▶ _TASKS TO COMPLETE_
**a.** According to the financial statement notes, on what date was the Company's Form 10-SB originally filed with the Securities and Exchange Commission?
**b.** Transcribe a stretch of the financial statement notes, beginning at the words "Note 3, Income" and stopping after "asset valuation allowance.".
**c.** In the financial statement notes, recast the paragraph that begins "The Company follows the provisions of SFAS No. 109" as a short list that keeps its main facts.

Note 1, Basis of Presentation
The unaudited, condensed, consolidated financial statements included
herein, commencing at page F-1, have been prepared in accordance with the
requirements of Regulation S-B and supplementary financial information included
herein, if any, has been prepared in accordance with Item 310(b) of Regulation
S-B and, therefore, omit or condense certain footnotes and other information
normally included in financial statements prepared in accordance with generally
accepted accounting principles. In the opinion of management, all adjustments
(consisting only of normal recurring accruals) necessary for a fair
presentation of the financial information for the interim periods reported have
been made. Certain reclassifications have been made to the 1998 financial
information to conform to the presentation used in 1999. Results of operations
for the three months ended September 30, 1999 and the nine months ended
September 30, 1999, are not necessarily indicative of the results that may be
expected for the year ending December 31, 1999. These financial statements
should be read in conjunction with the Company's Form 10-SB as originally filed
with the Securities and Exchange Commission on April 16, 1999, and as
subsequently amended.
Note 2, Loss Per Share
The Company follows the provisions of SFAS No. 128, "Earnings Per
Share", which requires presentation of basic earnings per share including only
outstanding common stock, and diluted earnings per share including the effect
of dilutive common stock equivalents. The Company's basic and diluted losses
per share for all periods presented are the same since the Company's
convertible debentures, stock options, and warrants are anti-dilutive.
Note 3, Income Taxes
The Company follows the provisions of SFAS No. 109, "Accounting for
Income Taxes". In accordance with this statement, the Company records a
valuation allowance so that the deferred tax asset balance reflects the
estimated amount of deferred tax assets that may be realized. Therefore, the
deferred tax assets generated by the net losses in the periods presented have
been offset in their entirety by a deferred tax asset valuation allowance.

▶ _EXTRACTED MATERIAL_
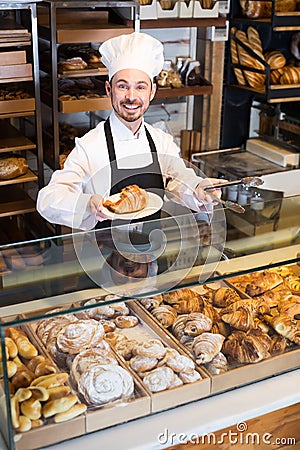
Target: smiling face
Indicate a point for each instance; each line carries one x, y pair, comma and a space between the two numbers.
131, 92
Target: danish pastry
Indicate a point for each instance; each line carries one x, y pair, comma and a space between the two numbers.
159, 379
206, 346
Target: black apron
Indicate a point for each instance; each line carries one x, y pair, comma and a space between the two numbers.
149, 177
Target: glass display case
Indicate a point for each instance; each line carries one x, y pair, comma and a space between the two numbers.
103, 327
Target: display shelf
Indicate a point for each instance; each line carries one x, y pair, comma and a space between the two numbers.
183, 23
17, 201
12, 140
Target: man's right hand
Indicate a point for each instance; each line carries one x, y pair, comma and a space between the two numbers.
96, 205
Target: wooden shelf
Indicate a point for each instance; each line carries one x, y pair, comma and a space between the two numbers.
183, 23
12, 140
29, 176
17, 202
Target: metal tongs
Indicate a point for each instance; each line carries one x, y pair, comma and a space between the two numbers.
247, 181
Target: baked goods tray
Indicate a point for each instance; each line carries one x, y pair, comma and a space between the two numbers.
46, 431
237, 374
111, 413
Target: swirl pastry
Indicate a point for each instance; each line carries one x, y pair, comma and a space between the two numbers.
102, 311
124, 347
218, 364
86, 359
126, 321
206, 346
180, 363
159, 379
197, 323
102, 384
165, 314
292, 282
142, 364
153, 348
151, 302
80, 335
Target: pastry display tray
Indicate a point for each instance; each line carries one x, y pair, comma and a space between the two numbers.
116, 412
49, 433
160, 401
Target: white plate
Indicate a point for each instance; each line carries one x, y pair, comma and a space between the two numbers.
153, 205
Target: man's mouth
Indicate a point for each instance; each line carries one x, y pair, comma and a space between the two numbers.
131, 107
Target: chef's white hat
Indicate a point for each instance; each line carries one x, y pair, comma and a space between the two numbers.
133, 51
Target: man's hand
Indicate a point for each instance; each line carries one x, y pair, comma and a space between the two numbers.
96, 205
207, 197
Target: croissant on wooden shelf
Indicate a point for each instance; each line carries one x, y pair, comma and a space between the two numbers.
224, 296
263, 283
206, 346
250, 347
240, 319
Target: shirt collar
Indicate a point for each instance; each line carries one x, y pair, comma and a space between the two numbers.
121, 132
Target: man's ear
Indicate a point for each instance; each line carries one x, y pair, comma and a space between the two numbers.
107, 88
153, 91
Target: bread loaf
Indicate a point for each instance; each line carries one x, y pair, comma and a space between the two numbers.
12, 168
291, 75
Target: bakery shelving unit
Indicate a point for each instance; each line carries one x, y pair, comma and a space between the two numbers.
91, 22
20, 117
275, 32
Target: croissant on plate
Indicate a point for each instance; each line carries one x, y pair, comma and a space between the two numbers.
132, 199
249, 347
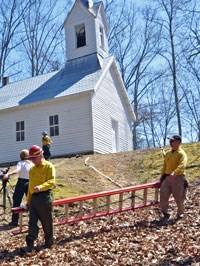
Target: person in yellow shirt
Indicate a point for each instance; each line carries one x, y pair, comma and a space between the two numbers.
46, 145
173, 179
40, 197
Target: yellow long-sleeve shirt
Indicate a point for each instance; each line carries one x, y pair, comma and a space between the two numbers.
42, 176
175, 162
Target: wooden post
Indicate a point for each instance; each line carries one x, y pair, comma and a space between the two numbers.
145, 197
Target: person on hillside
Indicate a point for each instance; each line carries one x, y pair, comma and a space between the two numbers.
21, 188
40, 198
173, 179
46, 145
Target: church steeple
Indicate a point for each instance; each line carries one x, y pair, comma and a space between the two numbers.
86, 30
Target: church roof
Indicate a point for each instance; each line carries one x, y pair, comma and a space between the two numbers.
77, 76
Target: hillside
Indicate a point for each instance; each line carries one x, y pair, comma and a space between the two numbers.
134, 238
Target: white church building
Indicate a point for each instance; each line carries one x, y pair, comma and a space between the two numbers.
84, 107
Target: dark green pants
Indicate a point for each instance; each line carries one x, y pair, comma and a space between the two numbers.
41, 209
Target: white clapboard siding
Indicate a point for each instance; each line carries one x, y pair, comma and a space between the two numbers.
75, 127
108, 105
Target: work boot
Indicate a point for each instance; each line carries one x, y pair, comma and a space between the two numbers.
179, 216
13, 224
165, 217
30, 245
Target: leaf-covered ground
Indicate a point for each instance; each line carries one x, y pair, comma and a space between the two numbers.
134, 238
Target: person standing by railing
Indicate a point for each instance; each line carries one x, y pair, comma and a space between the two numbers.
21, 188
40, 198
46, 145
173, 179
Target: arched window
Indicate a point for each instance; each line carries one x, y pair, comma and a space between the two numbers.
80, 36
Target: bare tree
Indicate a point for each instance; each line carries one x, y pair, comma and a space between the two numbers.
44, 37
135, 43
11, 13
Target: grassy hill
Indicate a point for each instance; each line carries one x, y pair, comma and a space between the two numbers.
136, 167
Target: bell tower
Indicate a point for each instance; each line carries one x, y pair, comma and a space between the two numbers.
86, 30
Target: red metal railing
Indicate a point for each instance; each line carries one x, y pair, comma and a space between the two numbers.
114, 202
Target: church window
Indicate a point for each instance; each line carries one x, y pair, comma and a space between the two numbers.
101, 37
80, 35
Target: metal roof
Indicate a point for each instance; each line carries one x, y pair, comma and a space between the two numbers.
77, 76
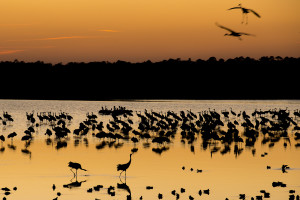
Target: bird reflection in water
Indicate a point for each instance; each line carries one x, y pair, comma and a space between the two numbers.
124, 186
74, 184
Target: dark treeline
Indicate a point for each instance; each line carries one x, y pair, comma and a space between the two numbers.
239, 78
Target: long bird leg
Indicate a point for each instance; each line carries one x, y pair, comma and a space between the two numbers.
121, 173
73, 172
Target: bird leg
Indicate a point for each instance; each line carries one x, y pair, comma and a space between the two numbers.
243, 18
121, 173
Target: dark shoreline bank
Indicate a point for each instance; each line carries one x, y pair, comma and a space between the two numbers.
236, 79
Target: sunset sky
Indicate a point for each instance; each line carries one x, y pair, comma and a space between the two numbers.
138, 30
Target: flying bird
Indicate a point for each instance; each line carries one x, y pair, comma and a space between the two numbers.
245, 12
233, 33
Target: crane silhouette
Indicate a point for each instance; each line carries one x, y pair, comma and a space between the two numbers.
245, 12
233, 33
124, 167
75, 166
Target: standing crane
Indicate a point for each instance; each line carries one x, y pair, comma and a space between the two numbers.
124, 167
245, 12
75, 166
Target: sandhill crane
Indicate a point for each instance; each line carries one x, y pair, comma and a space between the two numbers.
233, 33
124, 167
245, 12
75, 166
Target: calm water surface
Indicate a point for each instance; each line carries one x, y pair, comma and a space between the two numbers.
36, 167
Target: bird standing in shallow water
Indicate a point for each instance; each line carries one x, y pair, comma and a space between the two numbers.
245, 12
233, 33
75, 166
124, 167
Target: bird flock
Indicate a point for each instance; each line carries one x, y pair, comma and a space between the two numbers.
217, 132
245, 12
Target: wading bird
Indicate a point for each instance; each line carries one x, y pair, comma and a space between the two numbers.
75, 166
124, 167
233, 33
245, 12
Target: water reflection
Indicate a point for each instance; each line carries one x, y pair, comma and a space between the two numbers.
117, 128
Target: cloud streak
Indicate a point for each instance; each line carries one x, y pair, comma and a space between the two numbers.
108, 30
64, 37
5, 52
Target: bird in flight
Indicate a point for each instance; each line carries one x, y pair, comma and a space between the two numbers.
233, 33
245, 12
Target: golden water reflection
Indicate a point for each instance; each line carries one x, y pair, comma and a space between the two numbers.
35, 168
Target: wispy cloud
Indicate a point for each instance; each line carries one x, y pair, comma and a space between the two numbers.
108, 30
5, 52
10, 25
64, 37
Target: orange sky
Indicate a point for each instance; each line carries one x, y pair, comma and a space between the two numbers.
134, 30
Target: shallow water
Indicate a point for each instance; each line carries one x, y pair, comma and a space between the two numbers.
35, 171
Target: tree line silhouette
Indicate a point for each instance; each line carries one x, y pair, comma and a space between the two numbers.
238, 78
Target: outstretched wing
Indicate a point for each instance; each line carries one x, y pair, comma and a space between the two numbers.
237, 7
255, 13
223, 27
248, 34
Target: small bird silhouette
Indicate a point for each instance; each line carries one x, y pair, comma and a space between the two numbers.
75, 166
233, 33
245, 12
124, 167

▶ _FULL ANSWERS_
**a.** April 16, 1999.

**b.**
Note 3, Income Taxes
The Company follows the provisions of SFAS No. 109, "Accounting for
Income Taxes". In accordance with this statement, the Company records a
valuation allowance so that the deferred tax asset balance reflects the
estimated amount of deferred tax assets that may be realized. Therefore, the
deferred tax assets generated by the net losses in the periods presented have
been offset in their entirety by a deferred tax asset valuation allowance.

**c.**
- The Company follows SFAS No. 109, "Accounting for Income Taxes."
- Under this statement, it records a valuation allowance so the deferred tax asset balance reflects the estimated amount of deferred tax assets that may be realized.
- The deferred tax assets generated by net losses in the periods presented have been entirely offset by a deferred tax asset valuation allowance.